Start of Extracted records

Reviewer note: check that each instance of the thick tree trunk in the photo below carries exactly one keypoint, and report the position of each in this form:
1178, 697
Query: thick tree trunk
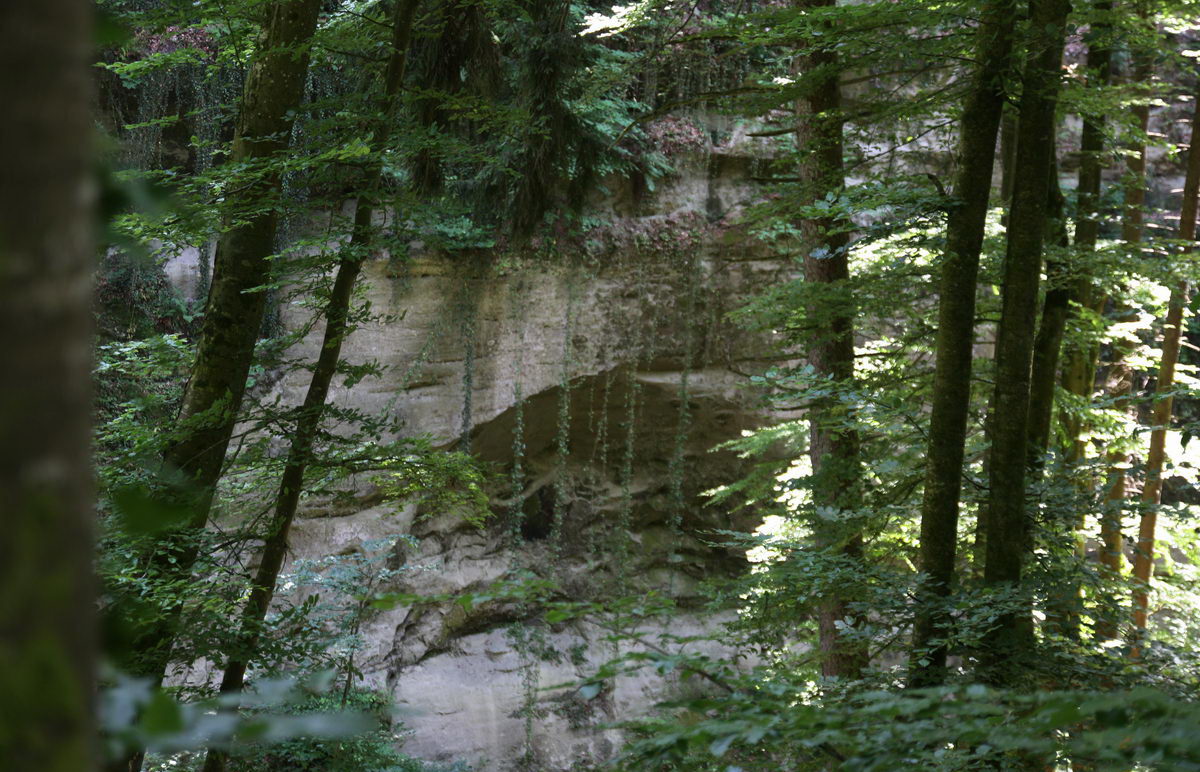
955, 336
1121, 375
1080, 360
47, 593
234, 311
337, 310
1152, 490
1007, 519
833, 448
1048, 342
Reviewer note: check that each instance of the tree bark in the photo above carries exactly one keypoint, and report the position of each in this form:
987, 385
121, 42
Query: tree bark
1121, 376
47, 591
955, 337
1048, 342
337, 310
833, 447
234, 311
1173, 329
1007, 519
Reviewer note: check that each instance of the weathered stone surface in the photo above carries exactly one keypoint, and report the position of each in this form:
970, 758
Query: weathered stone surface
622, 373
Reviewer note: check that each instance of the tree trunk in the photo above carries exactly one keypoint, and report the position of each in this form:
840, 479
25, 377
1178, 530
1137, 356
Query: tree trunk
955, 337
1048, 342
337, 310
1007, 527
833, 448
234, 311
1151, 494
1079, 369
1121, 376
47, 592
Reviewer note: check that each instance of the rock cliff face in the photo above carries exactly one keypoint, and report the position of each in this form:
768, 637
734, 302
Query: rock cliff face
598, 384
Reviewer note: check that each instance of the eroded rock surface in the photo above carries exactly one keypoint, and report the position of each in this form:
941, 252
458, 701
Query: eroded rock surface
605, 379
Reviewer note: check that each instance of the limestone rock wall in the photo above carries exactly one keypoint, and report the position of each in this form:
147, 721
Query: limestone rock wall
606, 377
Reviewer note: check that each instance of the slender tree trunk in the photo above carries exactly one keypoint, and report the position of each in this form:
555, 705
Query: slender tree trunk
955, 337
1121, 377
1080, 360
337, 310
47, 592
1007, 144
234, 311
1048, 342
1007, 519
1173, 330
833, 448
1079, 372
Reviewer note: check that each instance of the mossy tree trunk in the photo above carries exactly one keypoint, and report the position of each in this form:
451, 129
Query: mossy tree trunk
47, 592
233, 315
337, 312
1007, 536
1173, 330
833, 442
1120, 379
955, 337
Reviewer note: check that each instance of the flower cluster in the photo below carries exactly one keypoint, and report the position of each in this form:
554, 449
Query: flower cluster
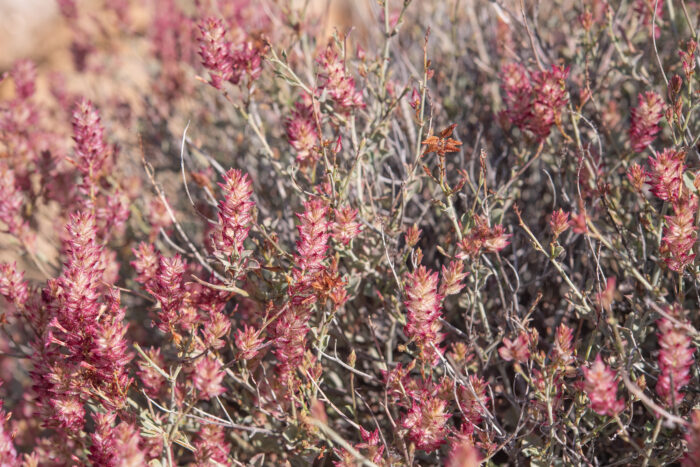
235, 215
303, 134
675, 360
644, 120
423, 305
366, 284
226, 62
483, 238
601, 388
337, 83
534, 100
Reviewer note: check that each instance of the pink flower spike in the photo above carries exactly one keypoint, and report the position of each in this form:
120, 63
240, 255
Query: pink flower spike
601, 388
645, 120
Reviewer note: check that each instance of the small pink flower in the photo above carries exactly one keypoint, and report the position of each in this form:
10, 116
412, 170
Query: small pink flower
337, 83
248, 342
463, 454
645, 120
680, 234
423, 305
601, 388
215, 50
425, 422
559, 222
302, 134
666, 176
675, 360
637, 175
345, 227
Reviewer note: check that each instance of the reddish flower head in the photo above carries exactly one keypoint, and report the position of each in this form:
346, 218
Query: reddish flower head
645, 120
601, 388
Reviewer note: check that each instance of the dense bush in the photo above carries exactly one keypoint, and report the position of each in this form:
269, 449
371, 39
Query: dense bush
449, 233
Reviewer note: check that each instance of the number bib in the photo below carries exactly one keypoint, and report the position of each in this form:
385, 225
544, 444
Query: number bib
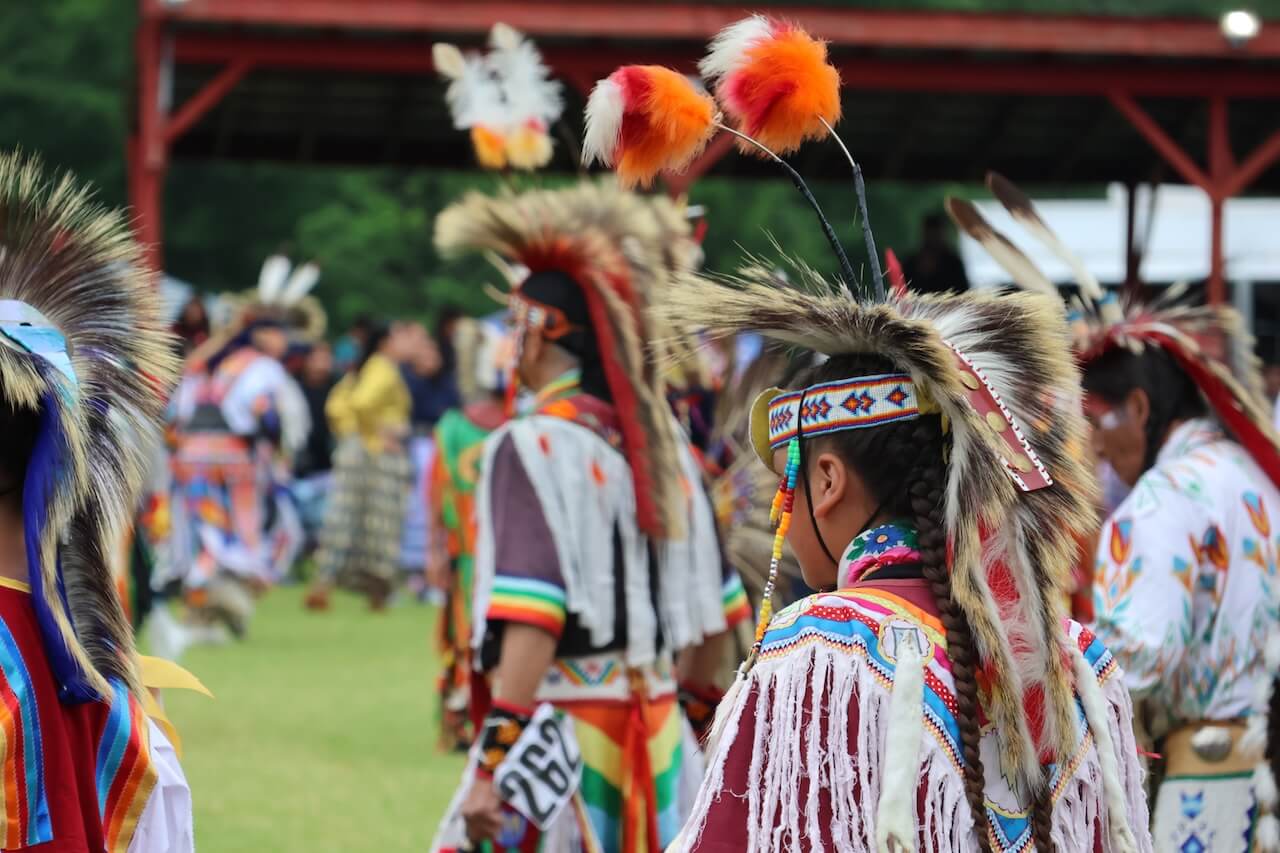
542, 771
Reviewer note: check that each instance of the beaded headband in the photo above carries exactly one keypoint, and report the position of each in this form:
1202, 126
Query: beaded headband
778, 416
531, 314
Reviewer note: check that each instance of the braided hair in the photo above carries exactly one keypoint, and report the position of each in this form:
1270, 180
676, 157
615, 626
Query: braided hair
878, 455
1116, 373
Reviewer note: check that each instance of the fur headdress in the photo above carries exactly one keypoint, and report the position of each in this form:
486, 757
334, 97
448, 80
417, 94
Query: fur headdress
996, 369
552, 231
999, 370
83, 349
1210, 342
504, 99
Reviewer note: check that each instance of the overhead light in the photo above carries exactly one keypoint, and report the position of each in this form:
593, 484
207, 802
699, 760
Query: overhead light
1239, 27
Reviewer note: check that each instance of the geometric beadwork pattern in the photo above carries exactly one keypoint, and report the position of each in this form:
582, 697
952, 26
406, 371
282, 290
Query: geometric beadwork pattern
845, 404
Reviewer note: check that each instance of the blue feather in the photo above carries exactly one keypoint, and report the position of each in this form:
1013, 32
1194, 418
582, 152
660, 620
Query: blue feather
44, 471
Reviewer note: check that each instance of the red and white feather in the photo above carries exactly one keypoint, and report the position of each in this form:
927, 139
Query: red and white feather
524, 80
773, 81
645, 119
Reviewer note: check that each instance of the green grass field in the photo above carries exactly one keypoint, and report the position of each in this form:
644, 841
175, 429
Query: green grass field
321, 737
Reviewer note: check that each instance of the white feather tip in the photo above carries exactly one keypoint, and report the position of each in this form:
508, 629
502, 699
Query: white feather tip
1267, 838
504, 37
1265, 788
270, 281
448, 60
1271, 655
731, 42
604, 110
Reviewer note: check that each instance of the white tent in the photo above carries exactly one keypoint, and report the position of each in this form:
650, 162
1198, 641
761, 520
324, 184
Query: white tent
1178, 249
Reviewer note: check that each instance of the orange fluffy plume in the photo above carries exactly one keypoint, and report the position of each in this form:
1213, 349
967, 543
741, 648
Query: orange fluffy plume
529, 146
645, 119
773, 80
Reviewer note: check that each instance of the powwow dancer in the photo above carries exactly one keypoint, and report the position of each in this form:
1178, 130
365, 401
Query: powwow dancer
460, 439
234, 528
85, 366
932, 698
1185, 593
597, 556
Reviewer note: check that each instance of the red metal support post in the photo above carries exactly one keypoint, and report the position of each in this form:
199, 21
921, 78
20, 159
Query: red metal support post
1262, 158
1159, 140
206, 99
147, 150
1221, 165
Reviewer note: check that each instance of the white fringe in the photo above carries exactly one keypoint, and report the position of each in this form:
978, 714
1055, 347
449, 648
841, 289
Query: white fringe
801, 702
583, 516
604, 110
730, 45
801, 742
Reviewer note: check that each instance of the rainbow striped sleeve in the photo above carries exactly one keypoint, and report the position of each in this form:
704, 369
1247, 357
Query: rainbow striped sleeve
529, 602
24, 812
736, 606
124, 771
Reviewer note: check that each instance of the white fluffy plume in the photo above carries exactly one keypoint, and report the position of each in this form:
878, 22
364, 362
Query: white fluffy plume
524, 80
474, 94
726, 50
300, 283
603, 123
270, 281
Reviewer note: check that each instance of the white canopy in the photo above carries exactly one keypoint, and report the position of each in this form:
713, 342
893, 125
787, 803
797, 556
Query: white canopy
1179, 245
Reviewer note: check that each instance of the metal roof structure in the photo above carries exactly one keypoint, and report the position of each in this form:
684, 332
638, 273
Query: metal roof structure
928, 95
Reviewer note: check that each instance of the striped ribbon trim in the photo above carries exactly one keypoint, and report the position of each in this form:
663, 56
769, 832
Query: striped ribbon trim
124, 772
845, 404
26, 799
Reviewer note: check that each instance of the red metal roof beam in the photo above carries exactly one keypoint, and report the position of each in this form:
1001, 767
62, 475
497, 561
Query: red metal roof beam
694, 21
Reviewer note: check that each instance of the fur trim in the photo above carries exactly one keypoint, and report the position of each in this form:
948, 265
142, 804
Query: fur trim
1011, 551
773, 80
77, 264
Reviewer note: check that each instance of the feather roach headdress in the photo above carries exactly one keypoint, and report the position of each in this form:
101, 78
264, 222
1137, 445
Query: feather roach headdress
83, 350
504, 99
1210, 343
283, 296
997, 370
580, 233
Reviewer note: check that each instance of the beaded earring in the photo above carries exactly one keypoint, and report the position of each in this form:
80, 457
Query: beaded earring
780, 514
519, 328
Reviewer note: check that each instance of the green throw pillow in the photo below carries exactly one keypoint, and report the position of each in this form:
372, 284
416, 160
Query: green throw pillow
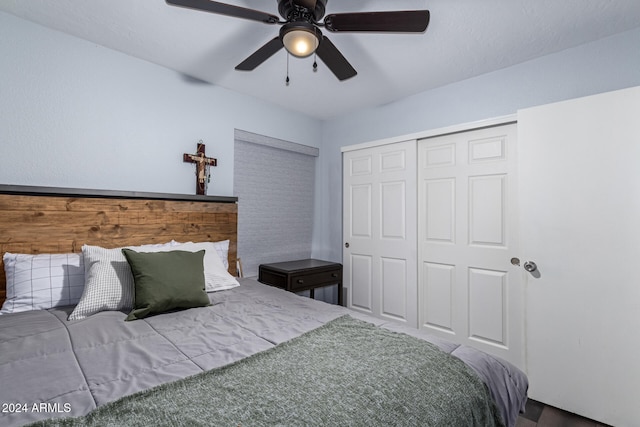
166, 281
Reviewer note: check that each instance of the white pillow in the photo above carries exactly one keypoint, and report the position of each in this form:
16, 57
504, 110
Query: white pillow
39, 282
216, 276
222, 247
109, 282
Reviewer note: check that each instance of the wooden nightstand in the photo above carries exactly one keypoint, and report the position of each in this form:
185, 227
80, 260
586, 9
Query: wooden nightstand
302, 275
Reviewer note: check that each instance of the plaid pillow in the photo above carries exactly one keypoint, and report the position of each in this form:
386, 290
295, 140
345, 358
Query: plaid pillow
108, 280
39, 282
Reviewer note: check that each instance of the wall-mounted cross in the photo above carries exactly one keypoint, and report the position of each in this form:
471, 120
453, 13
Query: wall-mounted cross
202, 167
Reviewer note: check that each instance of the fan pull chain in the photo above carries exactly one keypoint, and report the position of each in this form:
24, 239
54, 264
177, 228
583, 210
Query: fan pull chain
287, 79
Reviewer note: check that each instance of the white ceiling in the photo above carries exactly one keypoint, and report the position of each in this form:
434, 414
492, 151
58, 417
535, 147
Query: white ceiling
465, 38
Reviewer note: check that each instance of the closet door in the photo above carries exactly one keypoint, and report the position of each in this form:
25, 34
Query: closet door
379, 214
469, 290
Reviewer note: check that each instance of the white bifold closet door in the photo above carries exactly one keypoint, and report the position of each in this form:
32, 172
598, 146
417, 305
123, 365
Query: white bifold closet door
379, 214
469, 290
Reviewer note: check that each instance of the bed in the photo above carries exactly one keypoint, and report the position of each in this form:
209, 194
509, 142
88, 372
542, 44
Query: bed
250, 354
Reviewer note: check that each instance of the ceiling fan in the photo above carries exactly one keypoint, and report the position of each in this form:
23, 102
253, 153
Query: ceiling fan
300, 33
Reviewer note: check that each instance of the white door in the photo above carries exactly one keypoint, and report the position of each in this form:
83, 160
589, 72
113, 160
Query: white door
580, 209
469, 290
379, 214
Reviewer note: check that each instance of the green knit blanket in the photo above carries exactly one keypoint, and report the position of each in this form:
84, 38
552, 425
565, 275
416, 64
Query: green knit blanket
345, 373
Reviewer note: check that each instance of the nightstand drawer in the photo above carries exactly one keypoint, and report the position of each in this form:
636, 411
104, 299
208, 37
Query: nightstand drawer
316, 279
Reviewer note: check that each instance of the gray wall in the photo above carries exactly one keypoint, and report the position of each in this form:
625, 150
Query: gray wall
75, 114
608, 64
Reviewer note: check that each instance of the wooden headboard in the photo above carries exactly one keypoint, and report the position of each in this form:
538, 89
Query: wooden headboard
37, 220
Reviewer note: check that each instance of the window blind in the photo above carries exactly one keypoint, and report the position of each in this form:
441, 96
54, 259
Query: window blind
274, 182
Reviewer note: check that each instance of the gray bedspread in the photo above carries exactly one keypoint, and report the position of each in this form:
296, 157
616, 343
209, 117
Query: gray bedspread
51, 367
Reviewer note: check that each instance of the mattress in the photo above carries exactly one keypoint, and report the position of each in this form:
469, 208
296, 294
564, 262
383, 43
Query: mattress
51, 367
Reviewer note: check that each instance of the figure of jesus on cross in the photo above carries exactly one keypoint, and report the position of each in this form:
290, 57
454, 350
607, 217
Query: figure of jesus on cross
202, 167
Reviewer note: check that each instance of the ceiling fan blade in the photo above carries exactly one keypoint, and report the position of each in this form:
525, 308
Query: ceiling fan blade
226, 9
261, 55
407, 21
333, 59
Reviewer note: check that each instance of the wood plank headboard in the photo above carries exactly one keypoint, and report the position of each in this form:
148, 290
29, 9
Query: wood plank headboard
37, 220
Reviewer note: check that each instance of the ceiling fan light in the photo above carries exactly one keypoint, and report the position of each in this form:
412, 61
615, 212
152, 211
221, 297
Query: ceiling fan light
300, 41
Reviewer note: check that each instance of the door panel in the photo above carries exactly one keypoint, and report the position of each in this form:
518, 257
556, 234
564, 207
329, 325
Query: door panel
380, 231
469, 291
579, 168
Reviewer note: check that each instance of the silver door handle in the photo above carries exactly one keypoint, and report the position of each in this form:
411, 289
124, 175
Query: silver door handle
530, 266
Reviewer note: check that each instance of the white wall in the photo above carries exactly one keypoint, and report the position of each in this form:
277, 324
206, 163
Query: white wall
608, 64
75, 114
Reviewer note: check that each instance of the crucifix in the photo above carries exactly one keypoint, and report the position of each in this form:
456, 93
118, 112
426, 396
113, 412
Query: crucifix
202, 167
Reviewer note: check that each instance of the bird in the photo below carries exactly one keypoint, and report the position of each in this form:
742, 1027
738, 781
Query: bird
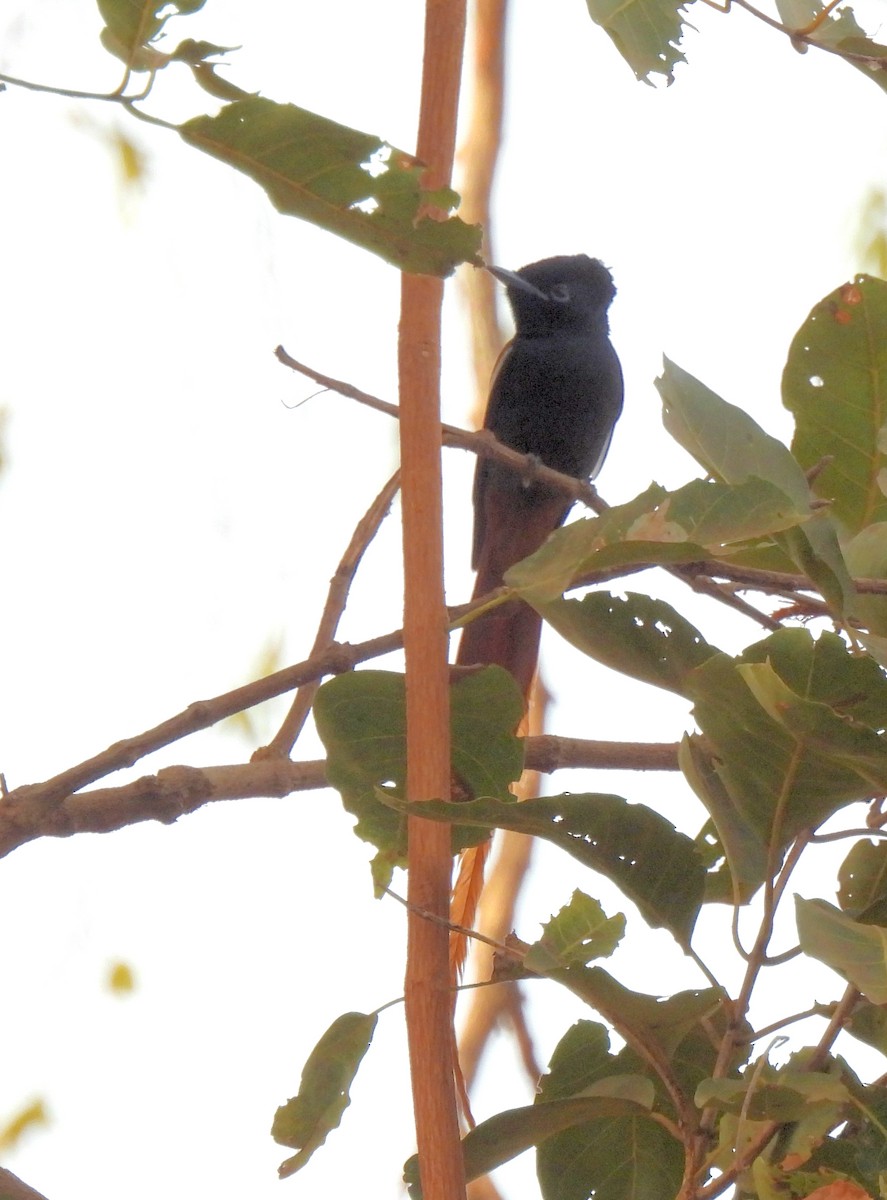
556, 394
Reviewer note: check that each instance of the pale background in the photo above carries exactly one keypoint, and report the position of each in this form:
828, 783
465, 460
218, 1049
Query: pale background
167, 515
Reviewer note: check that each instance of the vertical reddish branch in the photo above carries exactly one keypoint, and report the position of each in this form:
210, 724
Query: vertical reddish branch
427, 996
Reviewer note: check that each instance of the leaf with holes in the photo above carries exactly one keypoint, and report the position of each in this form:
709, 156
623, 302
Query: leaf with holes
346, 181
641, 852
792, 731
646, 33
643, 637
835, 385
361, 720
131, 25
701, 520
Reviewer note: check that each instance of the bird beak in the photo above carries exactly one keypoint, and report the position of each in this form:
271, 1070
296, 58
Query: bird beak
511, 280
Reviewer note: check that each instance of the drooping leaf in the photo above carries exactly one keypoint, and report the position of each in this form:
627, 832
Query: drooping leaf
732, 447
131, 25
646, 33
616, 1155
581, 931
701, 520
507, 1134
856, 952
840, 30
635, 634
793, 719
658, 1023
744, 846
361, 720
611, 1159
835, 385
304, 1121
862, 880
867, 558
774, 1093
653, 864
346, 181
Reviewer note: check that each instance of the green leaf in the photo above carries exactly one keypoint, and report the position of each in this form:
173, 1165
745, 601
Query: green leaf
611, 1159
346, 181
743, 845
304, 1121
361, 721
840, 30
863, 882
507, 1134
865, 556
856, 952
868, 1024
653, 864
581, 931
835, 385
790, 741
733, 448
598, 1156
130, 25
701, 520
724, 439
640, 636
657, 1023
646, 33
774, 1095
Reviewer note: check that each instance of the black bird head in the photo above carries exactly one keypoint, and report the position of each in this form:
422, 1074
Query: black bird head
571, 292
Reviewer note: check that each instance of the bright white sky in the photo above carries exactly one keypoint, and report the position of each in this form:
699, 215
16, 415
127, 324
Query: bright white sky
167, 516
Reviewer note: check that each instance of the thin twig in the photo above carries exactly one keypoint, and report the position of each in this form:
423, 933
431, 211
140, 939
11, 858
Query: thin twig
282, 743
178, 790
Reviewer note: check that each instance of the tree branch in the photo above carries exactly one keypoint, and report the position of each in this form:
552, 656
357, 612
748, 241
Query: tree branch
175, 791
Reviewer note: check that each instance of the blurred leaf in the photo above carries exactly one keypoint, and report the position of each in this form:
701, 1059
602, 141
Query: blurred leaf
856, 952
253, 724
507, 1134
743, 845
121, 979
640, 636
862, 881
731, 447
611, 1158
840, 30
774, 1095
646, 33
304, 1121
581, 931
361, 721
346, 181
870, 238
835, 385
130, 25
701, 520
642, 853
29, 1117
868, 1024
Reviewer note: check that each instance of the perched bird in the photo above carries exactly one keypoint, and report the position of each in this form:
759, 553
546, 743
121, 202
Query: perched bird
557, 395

End of Extracted records

### Short exercise
Return exactly the lines from the one containing "Reviewer note: check that each instance of the tree branch" to the last line of the data, and nothing more.

### Exercise result
Reviewer note: check that each instance of the tree branch in the photo above carries exactly one keypoint, and report the position of each in this form:
552, 656
357, 612
748, 241
Query: tree branch
175, 791
Reviewer note: check that each instance of the blurred leaf in the photo above carries exactly one keypoint, and report the position of each in this form:
701, 1059
602, 141
Query: blurred leaf
856, 952
253, 724
507, 1134
743, 845
121, 979
640, 636
862, 881
731, 447
611, 1158
840, 30
774, 1095
646, 33
304, 1121
581, 931
361, 721
346, 181
870, 238
835, 385
130, 25
701, 520
642, 853
29, 1117
868, 1024
Reviewer note: check that each instance of the perched bird in the photo above carries exactly one keypoint, and report the position of each in this form:
759, 553
546, 743
121, 202
Query: perched bird
557, 395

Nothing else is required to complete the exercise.